▸ Passage:

Picture at an exhibition
At the terrific Paris 1924 exhibition in the Fitzwilliam Museum in Cambridge.
And Moussorgsky was nowhere to be seen.
Quote of the Day
“In a nutshell: companies are artificial social constructs that offload all their externalities onto the state they are embedded in.”
- Charlie Stross (Whom God Preserve)
Musical alternative to the morning’s radio news
Mike Oldfield | She Moved Through the Fair
Interesting take on a venerable Irish tune.
Long Read of the Day
The Danger Of Superhuman AI Is Not What You Think
Perceptive and thought-provoking Noema essay by Shannon Vallor.
Today’s generative AI systems like ChatGPT and Gemini are routinely described as heralding the imminent arrival of “superhuman” artificial intelligence. Far from a harmless bit of marketing spin, the headlines and quotes trumpeting our triumph or doom in an era of superhuman AI are the refrain of a fast-growing, dangerous and powerful ideology. Whether used to get us to embrace AI with unquestioning enthusiasm or to paint a picture of AI as a terrifying specter before which we must tremble, the underlying ideology of “superhuman” AI fosters the growing devaluation of human agency and autonomy and collapses the distinction between our conscious minds and the mechanical tools we’ve built to mirror them.
Today’s powerful AI systems lack even the most basic features of human minds; they do not share with humans what we call consciousness or sentience, the related capacity to feel things like pain, joy, fear and love. Nor do they have the slightest sense of their place and role in this world, much less the ability to experience it. They can answer the questions we choose to ask, paint us pretty pictures, generate deepfake videos and more. But an AI tool is dark inside…
This is a refreshing perspective on the current ballyhoo about ‘super intelligence’. Shannon is pointing out that the tech industry’s conception of a’ human’ — as in ‘superhuman’ — is basically that of a faceless operative who is currently a sub-optimal performer in the ‘efficiency’ stakes. The goal of the AGI evangelists is simply to build machines that match or outperform us on a vast array of economically valuable tasks.

▸ Tasks and exercises:
A – Answer these questions from the post:
(i) In which museum was the Paris 1924 exhibition held?
(ii) Who performs "She Moved Through the Fair"?
(iii) Which publication carried Shannon Vallor's essay?
B – Copy the part of the post that opens with "Quote of the" and closes with "venerable Irish tune.", substituting "Scottish" for "Irish".
Rely only on the post for these answers.

▸ Data provided:

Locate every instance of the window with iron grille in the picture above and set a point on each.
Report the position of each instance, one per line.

▸ Answers for this exercise:
A –
(i) The Fitzwilliam Museum in Cambridge
(ii) Mike Oldfield
(iii) Noema

B –
Quote of the Day
“In a nutshell: companies are artificial social constructs that offload all their externalities onto the state they are embedded in.”
- Charlie Stross (Whom God Preserve)
Musical alternative to the morning’s radio news
Mike Oldfield | She Moved Through the Fair
Interesting take on a venerable Scottish tune.